Collected data.
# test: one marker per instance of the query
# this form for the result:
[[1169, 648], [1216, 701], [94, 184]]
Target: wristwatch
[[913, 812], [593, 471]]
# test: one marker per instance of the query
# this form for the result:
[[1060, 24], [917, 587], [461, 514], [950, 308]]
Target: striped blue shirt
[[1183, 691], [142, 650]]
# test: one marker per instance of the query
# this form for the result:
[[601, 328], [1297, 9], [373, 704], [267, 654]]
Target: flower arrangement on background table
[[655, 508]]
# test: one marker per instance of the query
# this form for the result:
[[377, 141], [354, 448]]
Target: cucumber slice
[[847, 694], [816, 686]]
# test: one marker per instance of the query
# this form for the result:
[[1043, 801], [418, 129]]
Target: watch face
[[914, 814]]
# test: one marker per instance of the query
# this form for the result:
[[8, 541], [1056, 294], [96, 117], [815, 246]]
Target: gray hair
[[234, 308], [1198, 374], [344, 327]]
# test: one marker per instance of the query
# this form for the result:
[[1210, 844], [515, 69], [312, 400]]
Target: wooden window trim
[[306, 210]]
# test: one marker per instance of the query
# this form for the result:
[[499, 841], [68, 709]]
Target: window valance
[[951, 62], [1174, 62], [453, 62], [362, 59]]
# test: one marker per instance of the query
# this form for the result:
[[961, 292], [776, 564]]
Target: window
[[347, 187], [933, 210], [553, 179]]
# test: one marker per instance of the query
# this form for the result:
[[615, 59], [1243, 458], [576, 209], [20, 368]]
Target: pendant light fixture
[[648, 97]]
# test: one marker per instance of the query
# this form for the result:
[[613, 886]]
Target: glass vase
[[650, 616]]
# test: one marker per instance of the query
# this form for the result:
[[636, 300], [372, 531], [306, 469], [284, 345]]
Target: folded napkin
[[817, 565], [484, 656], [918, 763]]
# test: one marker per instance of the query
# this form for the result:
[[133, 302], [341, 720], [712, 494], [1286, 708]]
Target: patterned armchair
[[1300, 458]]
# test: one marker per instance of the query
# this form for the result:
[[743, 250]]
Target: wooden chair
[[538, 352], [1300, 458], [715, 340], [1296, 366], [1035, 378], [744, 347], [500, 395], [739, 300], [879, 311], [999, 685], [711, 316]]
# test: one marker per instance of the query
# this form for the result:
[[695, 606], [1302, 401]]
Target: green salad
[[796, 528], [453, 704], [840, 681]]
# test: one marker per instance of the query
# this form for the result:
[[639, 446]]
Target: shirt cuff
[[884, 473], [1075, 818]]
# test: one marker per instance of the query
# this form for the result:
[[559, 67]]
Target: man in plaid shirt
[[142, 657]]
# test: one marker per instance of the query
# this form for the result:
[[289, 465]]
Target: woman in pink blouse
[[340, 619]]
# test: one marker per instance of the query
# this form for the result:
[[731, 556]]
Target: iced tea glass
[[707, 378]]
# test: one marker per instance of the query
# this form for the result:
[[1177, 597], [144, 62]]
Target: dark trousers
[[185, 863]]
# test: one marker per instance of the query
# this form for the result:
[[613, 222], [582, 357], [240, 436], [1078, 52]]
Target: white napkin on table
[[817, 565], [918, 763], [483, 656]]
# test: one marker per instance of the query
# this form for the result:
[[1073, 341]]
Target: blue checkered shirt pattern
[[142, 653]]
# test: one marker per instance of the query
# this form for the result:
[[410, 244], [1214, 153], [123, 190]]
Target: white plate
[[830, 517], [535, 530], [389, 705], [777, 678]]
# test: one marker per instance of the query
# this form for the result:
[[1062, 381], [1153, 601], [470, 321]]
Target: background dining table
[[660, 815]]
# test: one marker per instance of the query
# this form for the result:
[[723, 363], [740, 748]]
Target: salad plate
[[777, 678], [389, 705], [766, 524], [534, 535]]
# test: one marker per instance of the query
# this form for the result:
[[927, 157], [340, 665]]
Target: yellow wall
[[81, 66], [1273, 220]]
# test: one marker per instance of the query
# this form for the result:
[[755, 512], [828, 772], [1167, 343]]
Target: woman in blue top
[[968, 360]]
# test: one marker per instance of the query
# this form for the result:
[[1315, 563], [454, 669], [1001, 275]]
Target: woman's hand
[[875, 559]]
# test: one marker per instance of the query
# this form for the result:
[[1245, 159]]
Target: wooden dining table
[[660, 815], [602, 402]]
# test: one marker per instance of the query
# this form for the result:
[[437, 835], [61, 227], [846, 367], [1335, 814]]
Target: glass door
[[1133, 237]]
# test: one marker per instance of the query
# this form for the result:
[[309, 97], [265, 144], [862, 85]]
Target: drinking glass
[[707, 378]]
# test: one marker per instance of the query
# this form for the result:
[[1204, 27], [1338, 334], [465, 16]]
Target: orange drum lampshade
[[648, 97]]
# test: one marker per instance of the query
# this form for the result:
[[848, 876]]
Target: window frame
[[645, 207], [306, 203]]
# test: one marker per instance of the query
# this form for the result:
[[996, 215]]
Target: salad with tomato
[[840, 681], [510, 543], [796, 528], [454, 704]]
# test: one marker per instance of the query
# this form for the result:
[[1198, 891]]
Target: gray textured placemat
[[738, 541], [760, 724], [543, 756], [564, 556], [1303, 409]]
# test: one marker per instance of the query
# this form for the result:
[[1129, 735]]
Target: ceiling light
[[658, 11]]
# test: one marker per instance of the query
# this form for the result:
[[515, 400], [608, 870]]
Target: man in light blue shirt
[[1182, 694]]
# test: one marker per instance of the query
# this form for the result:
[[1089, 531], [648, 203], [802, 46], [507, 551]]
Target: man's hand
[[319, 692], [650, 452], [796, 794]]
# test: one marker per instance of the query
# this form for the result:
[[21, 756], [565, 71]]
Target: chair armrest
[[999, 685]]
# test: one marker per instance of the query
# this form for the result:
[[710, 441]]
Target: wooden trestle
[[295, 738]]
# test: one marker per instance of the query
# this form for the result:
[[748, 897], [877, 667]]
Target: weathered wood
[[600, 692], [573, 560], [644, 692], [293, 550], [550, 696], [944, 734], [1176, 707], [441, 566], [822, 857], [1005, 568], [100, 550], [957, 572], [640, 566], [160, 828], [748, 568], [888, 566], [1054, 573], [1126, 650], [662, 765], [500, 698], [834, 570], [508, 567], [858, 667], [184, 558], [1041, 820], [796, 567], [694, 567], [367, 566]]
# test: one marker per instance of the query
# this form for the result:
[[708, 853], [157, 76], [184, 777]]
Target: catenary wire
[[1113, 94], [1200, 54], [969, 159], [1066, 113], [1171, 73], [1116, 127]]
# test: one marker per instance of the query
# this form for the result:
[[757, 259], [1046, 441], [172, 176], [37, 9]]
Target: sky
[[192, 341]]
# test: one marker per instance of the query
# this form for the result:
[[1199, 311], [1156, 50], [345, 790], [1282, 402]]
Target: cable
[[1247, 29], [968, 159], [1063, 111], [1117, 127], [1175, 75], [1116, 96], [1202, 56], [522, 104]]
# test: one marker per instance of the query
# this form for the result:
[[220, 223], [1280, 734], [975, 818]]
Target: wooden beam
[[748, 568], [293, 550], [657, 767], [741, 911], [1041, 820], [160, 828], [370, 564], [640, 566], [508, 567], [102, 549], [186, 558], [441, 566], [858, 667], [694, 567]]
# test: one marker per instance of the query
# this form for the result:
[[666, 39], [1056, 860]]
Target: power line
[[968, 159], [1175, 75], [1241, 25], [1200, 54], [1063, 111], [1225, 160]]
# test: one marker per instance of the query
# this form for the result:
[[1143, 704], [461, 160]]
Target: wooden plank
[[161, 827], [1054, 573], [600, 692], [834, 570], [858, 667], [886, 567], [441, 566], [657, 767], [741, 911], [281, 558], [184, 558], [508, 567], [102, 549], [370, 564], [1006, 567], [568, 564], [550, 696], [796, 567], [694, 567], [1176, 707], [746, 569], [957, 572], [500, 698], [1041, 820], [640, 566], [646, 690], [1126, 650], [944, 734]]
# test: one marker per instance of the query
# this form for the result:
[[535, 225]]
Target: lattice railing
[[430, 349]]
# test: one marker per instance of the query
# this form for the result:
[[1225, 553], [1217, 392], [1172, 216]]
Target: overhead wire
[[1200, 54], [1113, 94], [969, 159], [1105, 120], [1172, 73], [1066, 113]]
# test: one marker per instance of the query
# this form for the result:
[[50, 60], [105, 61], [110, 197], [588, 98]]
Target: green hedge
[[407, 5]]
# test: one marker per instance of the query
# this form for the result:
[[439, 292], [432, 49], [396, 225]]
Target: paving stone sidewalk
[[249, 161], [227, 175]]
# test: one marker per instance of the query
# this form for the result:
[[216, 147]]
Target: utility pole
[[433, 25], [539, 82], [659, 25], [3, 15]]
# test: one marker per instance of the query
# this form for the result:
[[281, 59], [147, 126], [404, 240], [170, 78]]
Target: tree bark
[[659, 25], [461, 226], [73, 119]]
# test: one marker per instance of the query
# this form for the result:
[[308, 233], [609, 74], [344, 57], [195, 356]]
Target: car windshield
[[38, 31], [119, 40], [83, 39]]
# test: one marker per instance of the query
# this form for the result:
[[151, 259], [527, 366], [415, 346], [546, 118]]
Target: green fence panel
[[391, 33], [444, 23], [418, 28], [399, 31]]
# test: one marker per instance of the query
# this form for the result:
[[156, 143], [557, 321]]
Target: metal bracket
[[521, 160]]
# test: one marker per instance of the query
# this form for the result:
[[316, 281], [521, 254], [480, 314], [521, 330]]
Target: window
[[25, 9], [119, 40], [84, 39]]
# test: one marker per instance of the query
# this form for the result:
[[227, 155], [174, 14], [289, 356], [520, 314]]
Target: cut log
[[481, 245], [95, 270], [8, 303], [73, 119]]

Problem statement.
Reproduce the data from the start up to and including the line containing "[[847, 694], [816, 686]]". Scale every point coordinate in the answers by 0.4 and round to whole numbers with halves going up, but leave the numbers in the requests and their format samples unchanged.

Correct answer.
# test: one marker per instance of the query
# this form for the result:
[[1169, 648], [1216, 701], [94, 184]]
Target: wristwatch
[[365, 325], [237, 188]]
# test: one marker per instance of the query
# this form for the result:
[[1060, 24], [917, 587], [461, 514], [950, 308]]
Target: striped blue shirt
[[473, 276], [57, 260]]
# test: one marker per instance of the query
# this form for the result:
[[601, 328], [1297, 9], [373, 704], [267, 654]]
Target: flower arrangement on background table
[[262, 203]]
# test: one marker per instance of the query
# this form for the result:
[[377, 141], [354, 448]]
Target: cucumber slice
[[339, 278], [326, 274]]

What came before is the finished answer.